■ Document segment ■
Early in 1893, Mary Baker Eddy, Discoverer of Christian Science and Founder of its Church, completed a poem entitled “Christ and Christmas.” She decided to have it published as an illustrated gift-book, a popular form of the day. It was issued in December of that same year to a flurry of mixed reactions. This article probes the story behind the book and what ensued upon its release to the public a century ago.
To put the Christmas theme of the poem into a historical perspective, it is interesting to note that America was in a period of transition regarding the once sacred Christmas season. One noted writer and historian puts it, “By the era of the Civil War the old festival…was on its way to becoming a spectacular nationwide Festival of Consumption.”1 Major retail department store R. H. Macy’s set sales records in 1867 when it remained open until midnight on Christmas Eve for the first time, and in 1874 it offered its first promotional window displays on a Christmas theme. Although still relatively undeveloped commercially then and into the 1880’s, in 1891 the Christmas season was referred to by retailer F.W. Woolworth as “…our harvest time.”2 On Christmas Eve 1893, an article in the Boston Herald quoted social reformer Elizabeth Cady Stanton regarding the evolution of the observance of Christmas: “I do not think the change is for the better. No one recognizes improvement more than I do, and bearing this in mind I must confess that the celebration of Christmas, like that of marriages and funerals, has been run into the ground.”3 As an example of how far the commercial and gift-giving aspect of Christmas had gone, the Boston Herald ran an article on “‘Misfit’ Christmas Gifts” in their New Year’s Eve 1893 issue.4
For Mary Baker Eddy, the importance of Christmas lay in its spiritual significance.5 In her short article “A Word to the Wise” in The Christian Science Journal of December 1893, she wrote:
“Will all the dear Christian Scientists accept my tender greetings for the forthcoming holidays and grant me this request, — let the present season pass without one gift to me?

■ Extracted entries ■
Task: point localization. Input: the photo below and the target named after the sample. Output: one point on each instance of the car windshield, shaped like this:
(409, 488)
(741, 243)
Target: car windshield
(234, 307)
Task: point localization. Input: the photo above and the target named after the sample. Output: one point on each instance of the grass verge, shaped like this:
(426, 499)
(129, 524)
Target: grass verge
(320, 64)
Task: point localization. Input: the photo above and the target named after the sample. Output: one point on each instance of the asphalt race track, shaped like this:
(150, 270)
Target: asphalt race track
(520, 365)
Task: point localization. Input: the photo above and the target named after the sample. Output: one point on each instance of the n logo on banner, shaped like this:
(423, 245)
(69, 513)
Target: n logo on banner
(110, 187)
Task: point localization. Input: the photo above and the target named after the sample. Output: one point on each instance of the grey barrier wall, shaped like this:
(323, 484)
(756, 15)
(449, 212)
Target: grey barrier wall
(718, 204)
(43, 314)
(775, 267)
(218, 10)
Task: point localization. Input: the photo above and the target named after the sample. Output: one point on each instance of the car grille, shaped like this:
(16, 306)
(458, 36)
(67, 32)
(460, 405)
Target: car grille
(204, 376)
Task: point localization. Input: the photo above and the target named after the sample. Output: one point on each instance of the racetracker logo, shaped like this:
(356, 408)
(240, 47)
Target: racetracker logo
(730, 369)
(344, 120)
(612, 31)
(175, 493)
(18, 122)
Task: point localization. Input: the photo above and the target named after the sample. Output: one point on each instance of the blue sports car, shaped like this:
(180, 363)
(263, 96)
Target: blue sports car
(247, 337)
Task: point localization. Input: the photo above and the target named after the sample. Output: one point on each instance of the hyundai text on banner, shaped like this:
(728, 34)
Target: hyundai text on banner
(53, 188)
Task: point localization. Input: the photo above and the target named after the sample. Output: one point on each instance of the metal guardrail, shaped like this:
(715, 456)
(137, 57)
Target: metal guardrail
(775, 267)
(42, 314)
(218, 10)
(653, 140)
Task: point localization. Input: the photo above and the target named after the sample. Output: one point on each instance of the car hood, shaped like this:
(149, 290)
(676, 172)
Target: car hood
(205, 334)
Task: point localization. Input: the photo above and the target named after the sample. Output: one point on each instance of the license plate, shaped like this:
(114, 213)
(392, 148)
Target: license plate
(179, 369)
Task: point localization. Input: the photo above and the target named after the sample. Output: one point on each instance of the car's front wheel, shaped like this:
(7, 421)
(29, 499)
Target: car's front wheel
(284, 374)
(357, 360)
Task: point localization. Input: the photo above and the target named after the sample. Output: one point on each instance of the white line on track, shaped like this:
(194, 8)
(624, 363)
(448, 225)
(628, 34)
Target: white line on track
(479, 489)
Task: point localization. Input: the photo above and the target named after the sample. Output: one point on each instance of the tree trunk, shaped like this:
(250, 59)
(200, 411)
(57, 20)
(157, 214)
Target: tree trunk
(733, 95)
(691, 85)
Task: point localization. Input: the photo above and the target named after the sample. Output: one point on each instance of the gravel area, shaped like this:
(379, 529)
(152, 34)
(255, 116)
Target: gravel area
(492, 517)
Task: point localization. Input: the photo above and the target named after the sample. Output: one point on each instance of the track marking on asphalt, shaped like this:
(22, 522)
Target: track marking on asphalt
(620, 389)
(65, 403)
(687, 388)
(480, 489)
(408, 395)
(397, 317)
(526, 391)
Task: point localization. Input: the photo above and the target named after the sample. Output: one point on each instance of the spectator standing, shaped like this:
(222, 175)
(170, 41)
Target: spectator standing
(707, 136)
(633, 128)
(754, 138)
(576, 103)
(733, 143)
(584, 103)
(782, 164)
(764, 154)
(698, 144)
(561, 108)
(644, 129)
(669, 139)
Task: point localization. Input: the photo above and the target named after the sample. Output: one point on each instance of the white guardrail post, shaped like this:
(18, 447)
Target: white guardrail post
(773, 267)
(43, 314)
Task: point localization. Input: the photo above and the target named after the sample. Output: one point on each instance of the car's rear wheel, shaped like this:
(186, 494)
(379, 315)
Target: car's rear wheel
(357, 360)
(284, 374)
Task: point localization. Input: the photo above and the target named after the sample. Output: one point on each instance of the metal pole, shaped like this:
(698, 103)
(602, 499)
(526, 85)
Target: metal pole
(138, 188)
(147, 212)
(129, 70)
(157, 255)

==

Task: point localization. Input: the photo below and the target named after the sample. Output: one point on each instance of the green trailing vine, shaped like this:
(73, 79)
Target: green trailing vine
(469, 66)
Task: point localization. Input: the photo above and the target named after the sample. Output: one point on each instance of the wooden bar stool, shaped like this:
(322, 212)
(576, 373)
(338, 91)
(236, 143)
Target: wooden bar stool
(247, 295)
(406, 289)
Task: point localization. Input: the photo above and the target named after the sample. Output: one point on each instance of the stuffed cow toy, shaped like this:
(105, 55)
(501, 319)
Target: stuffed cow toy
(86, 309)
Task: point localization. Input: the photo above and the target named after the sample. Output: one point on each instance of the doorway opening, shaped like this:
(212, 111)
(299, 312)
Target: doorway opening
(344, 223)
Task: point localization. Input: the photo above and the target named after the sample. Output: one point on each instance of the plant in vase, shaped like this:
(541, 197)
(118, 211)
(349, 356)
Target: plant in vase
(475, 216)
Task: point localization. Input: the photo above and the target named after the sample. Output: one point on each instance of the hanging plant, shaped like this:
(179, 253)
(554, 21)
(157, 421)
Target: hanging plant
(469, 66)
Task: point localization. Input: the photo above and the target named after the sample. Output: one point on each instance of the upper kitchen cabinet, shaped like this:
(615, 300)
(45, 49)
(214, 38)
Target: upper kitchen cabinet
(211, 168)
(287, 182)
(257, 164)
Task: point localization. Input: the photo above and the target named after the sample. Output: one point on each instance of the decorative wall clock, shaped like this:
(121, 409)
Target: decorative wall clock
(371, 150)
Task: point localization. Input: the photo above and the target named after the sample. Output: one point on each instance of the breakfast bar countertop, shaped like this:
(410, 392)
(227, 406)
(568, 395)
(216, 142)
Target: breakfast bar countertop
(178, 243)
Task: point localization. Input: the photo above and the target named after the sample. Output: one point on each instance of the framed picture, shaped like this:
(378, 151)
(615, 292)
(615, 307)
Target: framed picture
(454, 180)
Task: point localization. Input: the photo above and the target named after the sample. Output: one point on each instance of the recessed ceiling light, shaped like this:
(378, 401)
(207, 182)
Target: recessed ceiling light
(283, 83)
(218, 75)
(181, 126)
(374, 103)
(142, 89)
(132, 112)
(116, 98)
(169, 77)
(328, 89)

■ Written exercise 1 ■
Who are all the people named in the article on Mary Baker Eddy's poem “Christ and Christmas”?
■ Written exercise 2 ■
Could you carry the article on “Christ and Christmas” forward from its last sentence?

■ Expected output 1 ■
Mary Baker Eddy, F. W. Woolworth, Elizabeth Cady Stanton

■ Expected output 2 ■
Our church edifice must be built in 1894. Take thither thy saintly offerings and lay them in the outstretched hand of God. The object to be won affords ample opportunity for the grandest achievement to which Christian Scientists can direct attention, and feel themselves alone among the stars.”6
The “Christ and Christmas” poem was completed early in 1893, during a period of significant change and accomplishment in Mrs. Eddy’s experience. She had moved to her home at Pleasant View in Concord, New Hampshire, only months before (in June of 1892). Also in 1892, preparations had begun for the building of her church, the original edifice of The Mother Church; and in September of that same year she had formally reorganized the Church of Christ, Scientist.7
Mrs. Eddy was already the author of numerous books, her major work being Science and Health with Key to the Scriptures, the textbook of Christian Science that by 1891 was into its landmark fiftieth edition (a major revision). She was also an accomplished poet from an early age,8 and had been published many times in periodicals and literary compilations of the day.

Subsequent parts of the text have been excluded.